THE REQUEST ▸ Work out how many lines in the data below contain the string "moored", with case significant. Reply with the number only.

[Records]

"""

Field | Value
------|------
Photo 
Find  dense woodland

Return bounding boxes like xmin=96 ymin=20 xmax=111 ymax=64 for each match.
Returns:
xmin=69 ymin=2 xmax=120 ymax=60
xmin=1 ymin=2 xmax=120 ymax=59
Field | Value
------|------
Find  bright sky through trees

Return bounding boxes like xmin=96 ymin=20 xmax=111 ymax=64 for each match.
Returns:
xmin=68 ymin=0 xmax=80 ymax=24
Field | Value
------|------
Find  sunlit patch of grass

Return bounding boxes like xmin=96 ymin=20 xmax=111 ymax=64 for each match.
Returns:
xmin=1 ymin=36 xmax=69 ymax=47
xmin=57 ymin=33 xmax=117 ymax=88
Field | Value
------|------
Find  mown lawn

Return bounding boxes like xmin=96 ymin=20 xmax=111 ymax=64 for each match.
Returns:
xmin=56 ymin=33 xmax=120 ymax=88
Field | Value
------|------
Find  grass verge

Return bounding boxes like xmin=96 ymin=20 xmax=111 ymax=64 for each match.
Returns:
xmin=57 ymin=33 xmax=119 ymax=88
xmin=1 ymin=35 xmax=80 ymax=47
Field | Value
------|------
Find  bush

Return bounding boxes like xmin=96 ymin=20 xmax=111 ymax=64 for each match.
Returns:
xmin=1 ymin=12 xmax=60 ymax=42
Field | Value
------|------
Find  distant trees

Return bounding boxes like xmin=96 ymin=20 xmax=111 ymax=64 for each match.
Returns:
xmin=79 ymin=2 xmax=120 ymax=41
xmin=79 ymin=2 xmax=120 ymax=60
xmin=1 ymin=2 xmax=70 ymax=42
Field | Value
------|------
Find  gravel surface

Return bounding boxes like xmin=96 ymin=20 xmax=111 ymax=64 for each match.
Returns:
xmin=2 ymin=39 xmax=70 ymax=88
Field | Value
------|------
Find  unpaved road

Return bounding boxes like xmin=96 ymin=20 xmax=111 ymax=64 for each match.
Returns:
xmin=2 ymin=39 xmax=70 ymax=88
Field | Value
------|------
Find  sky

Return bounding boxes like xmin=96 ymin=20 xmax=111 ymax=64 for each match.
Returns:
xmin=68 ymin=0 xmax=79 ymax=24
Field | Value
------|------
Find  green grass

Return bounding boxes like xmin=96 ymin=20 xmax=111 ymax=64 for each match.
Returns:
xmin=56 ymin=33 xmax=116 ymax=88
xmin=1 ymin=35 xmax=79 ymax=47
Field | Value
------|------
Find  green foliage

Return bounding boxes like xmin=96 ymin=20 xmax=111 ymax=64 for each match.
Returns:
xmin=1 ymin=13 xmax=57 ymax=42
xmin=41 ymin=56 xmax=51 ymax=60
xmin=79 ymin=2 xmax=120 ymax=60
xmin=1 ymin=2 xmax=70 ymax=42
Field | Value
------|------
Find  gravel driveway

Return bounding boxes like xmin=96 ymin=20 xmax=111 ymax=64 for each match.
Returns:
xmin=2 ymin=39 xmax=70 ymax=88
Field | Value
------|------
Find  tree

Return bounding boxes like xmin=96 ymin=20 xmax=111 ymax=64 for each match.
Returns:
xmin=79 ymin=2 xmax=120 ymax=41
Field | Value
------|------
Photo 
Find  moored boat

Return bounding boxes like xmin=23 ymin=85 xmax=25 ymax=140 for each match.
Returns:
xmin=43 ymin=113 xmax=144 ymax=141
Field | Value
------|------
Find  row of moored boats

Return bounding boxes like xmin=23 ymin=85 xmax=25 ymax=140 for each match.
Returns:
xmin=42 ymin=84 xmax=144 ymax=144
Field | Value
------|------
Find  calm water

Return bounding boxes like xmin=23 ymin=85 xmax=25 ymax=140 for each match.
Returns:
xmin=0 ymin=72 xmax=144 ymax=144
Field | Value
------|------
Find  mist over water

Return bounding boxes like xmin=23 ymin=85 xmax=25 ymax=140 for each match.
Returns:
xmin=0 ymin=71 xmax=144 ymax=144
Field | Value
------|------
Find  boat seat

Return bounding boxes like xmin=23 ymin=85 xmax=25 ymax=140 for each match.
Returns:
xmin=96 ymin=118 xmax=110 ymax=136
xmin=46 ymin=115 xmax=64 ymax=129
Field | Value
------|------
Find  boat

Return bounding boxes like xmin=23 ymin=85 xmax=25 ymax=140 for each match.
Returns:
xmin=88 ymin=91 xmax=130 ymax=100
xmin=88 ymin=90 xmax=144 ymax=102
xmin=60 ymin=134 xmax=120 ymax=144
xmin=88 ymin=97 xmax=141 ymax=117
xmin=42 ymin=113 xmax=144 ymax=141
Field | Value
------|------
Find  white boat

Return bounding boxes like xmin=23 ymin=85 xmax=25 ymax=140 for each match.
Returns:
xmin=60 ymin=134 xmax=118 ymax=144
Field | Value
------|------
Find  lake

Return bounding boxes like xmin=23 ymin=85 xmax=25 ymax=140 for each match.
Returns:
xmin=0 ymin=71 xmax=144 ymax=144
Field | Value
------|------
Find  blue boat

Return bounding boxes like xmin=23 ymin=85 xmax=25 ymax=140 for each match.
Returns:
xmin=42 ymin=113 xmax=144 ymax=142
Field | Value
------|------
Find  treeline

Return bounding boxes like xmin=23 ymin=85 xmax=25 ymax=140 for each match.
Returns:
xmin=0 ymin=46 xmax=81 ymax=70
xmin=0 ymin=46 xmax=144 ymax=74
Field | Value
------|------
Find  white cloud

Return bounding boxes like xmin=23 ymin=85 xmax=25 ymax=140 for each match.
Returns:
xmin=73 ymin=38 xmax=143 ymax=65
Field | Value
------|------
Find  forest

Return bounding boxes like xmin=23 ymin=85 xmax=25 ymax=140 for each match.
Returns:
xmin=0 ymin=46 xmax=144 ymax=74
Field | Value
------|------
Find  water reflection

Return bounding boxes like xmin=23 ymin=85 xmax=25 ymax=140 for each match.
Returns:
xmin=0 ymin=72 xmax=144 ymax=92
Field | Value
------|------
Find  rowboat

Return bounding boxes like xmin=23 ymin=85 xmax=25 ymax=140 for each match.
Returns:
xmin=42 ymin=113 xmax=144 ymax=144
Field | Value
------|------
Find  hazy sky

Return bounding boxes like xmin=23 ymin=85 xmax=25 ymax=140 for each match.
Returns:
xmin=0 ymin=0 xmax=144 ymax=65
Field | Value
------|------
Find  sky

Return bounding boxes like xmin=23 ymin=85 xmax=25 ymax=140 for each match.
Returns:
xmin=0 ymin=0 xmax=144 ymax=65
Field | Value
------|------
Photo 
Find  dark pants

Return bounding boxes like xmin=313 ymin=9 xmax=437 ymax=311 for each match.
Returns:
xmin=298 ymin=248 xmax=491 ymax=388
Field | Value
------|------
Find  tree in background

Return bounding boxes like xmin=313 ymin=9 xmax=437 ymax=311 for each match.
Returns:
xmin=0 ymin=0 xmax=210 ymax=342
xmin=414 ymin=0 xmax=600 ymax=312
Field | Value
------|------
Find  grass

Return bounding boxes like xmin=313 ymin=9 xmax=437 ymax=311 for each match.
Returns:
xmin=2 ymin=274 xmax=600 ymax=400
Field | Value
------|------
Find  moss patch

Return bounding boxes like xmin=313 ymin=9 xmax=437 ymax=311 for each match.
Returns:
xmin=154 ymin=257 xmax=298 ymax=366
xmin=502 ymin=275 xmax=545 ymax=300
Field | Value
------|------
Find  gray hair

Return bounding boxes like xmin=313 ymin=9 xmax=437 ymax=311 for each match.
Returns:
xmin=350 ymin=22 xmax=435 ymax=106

"""

CORRECT RESPONSE ▸ 2